» EXERCISE GOAL
Reproduction without pictures: print every entry precisely as written.

[Referring expression data]
☆ ☆ ☆ ☆
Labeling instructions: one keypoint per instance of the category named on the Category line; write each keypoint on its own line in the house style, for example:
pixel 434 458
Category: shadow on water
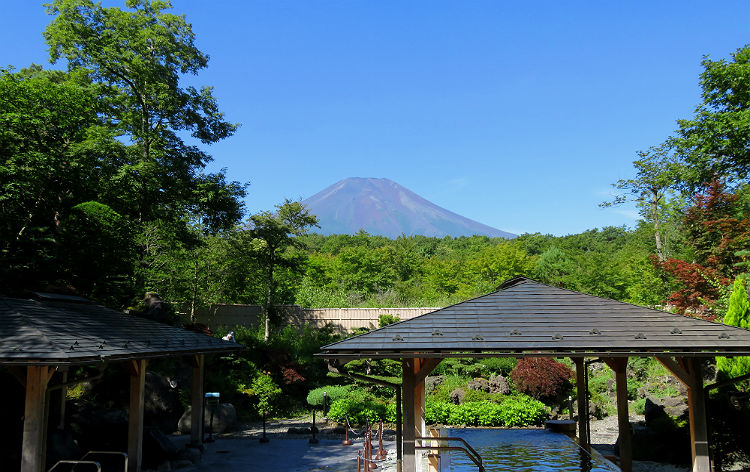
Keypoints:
pixel 522 450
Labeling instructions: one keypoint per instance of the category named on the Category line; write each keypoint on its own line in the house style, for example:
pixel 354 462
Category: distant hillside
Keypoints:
pixel 383 207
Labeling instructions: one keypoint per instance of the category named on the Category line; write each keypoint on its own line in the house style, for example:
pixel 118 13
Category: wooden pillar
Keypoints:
pixel 135 414
pixel 689 372
pixel 581 387
pixel 698 426
pixel 409 399
pixel 196 419
pixel 34 426
pixel 414 373
pixel 619 366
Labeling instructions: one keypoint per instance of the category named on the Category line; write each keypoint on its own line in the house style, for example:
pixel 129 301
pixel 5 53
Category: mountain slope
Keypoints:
pixel 383 207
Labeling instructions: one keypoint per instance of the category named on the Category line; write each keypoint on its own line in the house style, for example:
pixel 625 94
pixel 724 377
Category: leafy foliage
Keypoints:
pixel 332 392
pixel 738 315
pixel 359 407
pixel 541 377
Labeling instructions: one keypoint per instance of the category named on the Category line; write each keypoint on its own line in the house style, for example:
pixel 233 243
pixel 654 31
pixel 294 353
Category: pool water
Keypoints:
pixel 521 450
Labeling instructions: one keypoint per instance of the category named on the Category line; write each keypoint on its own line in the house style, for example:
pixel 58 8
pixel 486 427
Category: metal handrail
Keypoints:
pixel 110 453
pixel 94 463
pixel 476 460
pixel 470 452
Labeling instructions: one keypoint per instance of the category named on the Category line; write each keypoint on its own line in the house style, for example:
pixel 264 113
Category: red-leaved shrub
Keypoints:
pixel 541 377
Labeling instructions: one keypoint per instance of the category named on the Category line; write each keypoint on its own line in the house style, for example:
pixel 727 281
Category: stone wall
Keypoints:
pixel 343 319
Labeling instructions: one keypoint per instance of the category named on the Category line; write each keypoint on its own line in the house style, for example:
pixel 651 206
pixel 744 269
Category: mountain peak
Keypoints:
pixel 381 206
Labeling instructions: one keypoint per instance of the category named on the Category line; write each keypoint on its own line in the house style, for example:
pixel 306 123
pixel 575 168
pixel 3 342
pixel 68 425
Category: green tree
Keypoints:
pixel 716 141
pixel 56 153
pixel 738 315
pixel 138 56
pixel 658 173
pixel 271 235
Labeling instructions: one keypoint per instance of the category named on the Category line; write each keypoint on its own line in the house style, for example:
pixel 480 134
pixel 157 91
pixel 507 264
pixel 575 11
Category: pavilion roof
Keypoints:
pixel 525 318
pixel 67 331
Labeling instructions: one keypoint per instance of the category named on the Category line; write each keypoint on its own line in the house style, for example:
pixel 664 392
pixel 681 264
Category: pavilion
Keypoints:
pixel 40 339
pixel 526 318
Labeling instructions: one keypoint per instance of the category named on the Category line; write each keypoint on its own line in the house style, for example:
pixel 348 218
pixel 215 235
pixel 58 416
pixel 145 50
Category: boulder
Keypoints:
pixel 499 385
pixel 162 407
pixel 296 430
pixel 431 382
pixel 60 445
pixel 457 396
pixel 658 408
pixel 224 418
pixel 157 448
pixel 192 454
pixel 479 384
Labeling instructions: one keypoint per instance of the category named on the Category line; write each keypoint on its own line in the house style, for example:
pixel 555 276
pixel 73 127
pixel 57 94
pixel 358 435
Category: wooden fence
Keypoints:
pixel 342 319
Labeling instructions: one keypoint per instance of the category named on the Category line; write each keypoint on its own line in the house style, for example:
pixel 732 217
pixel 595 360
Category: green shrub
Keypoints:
pixel 359 406
pixel 333 392
pixel 514 411
pixel 521 410
pixel 480 396
pixel 443 391
pixel 499 365
pixel 541 377
pixel 385 320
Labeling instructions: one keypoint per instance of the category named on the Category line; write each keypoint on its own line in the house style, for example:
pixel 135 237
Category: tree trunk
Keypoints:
pixel 657 229
pixel 269 293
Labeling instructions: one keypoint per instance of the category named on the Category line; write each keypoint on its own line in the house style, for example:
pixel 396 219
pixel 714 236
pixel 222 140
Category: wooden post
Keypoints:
pixel 698 425
pixel 34 427
pixel 619 366
pixel 409 386
pixel 583 436
pixel 688 371
pixel 414 373
pixel 135 414
pixel 196 416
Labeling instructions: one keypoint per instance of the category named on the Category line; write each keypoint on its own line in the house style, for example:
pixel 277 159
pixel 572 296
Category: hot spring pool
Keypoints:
pixel 521 450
☆ ☆ ☆ ☆
» EXERCISE SOLUTION
Labeling instructions: one keypoint per instance of the category named on the Category line; write each keypoint on its own line in the house style, for example:
pixel 434 458
Category: shadow on water
Keypoints:
pixel 522 450
Labeling instructions: one keypoint per instance of the category named on the Category line; write each keypoint on its own line in the house style, for example:
pixel 354 462
Category: distant hillside
Keypoints:
pixel 383 207
Labeling instructions: one keypoint per instance of the category named on the Category line; write each keypoint on its own line in the house style, for example:
pixel 118 13
Category: wooden pillar
Keypoints:
pixel 135 414
pixel 689 372
pixel 581 387
pixel 698 426
pixel 409 399
pixel 196 419
pixel 34 426
pixel 414 373
pixel 619 366
Labeling instructions: one keypoint per instance of the category named on the Category line; write each keypoint on its own line in the house style, for example:
pixel 129 301
pixel 5 53
Category: mountain slope
Keypoints:
pixel 383 207
Labeling instructions: one keypoint per instance of the category named on the Category line; write each keypoint on its own line in the house style, for example:
pixel 625 94
pixel 724 377
Category: leafy foliage
Keypoints:
pixel 332 392
pixel 738 315
pixel 359 407
pixel 541 377
Labeling instructions: one keypoint per instance of the category named on the Category line; write each keypoint on its own line in the house style, for example:
pixel 233 243
pixel 654 31
pixel 294 353
Category: pool water
Keypoints:
pixel 521 450
Labeling instructions: one keypoint per instance of the category named on the Category line; write each keypoint on its own line in the house style, for example:
pixel 58 8
pixel 486 427
Category: metal handrail
Keypoints:
pixel 110 453
pixel 94 463
pixel 476 460
pixel 470 452
Labeling instructions: one keypoint per instance of the category named on the Category line; write each keypoint on its own line in the house style, for example:
pixel 264 113
Category: red-leaved shrub
Keypoints:
pixel 541 377
Labeling instructions: one keypoint per instance of the category named on the Category line; write each keypoint on its own line in the house style, for example:
pixel 727 281
Category: stone wall
Keypoints:
pixel 343 319
Labeling instructions: one keypoint per instance of the category named on the Category line; write each keypoint on its own line in the house style, for example:
pixel 651 206
pixel 744 269
Category: mountain peak
Keypoints:
pixel 381 206
Labeling instructions: one keypoint per instance of the category named on the Category line; write each keypoint on its own line in the house style, for example:
pixel 306 123
pixel 575 168
pixel 3 342
pixel 68 425
Category: green tree
Keypoints:
pixel 716 141
pixel 56 153
pixel 738 315
pixel 138 56
pixel 658 173
pixel 271 235
Labeling instructions: one keypoint per instance of the category named on the Category line; write each keypoint on its own line in the house style, for example:
pixel 480 134
pixel 157 91
pixel 507 264
pixel 575 11
Category: pavilion roof
Keypoints:
pixel 525 318
pixel 67 331
Labeling instructions: one keypoint per instance of the category named on the Category line; write each keypoint on its own line in the house style, for example:
pixel 664 392
pixel 681 264
Category: pavilion
Keypoints:
pixel 40 339
pixel 526 318
Labeling instructions: one keypoint per instance of the category named on the Category line; write each keypoint on its own line in the house style, for example:
pixel 348 218
pixel 215 235
pixel 58 416
pixel 145 50
Category: boulder
Keypoints:
pixel 499 385
pixel 162 407
pixel 296 430
pixel 431 382
pixel 60 445
pixel 457 396
pixel 658 408
pixel 224 418
pixel 157 448
pixel 192 454
pixel 479 384
Labeling instructions: one keypoint per instance of the category named on the Category line; write each keypoint on its own line in the house style, for example:
pixel 555 276
pixel 73 127
pixel 57 94
pixel 358 435
Category: wooden fence
Keypoints:
pixel 342 319
Labeling instructions: one keypoint per instance of the category named on the Category line; write each keypoint on its own line in the house style, for example:
pixel 732 217
pixel 595 360
Category: green shrub
Keypoints:
pixel 359 406
pixel 333 392
pixel 514 411
pixel 521 410
pixel 480 396
pixel 443 391
pixel 499 365
pixel 541 377
pixel 385 320
Labeling instructions: one keypoint per instance of the category named on the Category line; write each keypoint on its own line in the house style, for example:
pixel 135 237
Category: tree trunk
Keypoints:
pixel 657 229
pixel 269 293
Labeling instructions: one keypoint per instance of the category named on the Category line; write each keypoint on its own line in the house style, for example:
pixel 396 219
pixel 714 236
pixel 222 140
Category: wooden post
Keypoints:
pixel 698 425
pixel 34 427
pixel 619 366
pixel 409 386
pixel 583 436
pixel 688 371
pixel 414 373
pixel 135 414
pixel 196 416
Labeling instructions: one keypoint per instance of the category named on the Category line; write each keypoint on its own line in the house style, for example:
pixel 277 159
pixel 572 296
Category: hot spring pool
Keypoints:
pixel 521 450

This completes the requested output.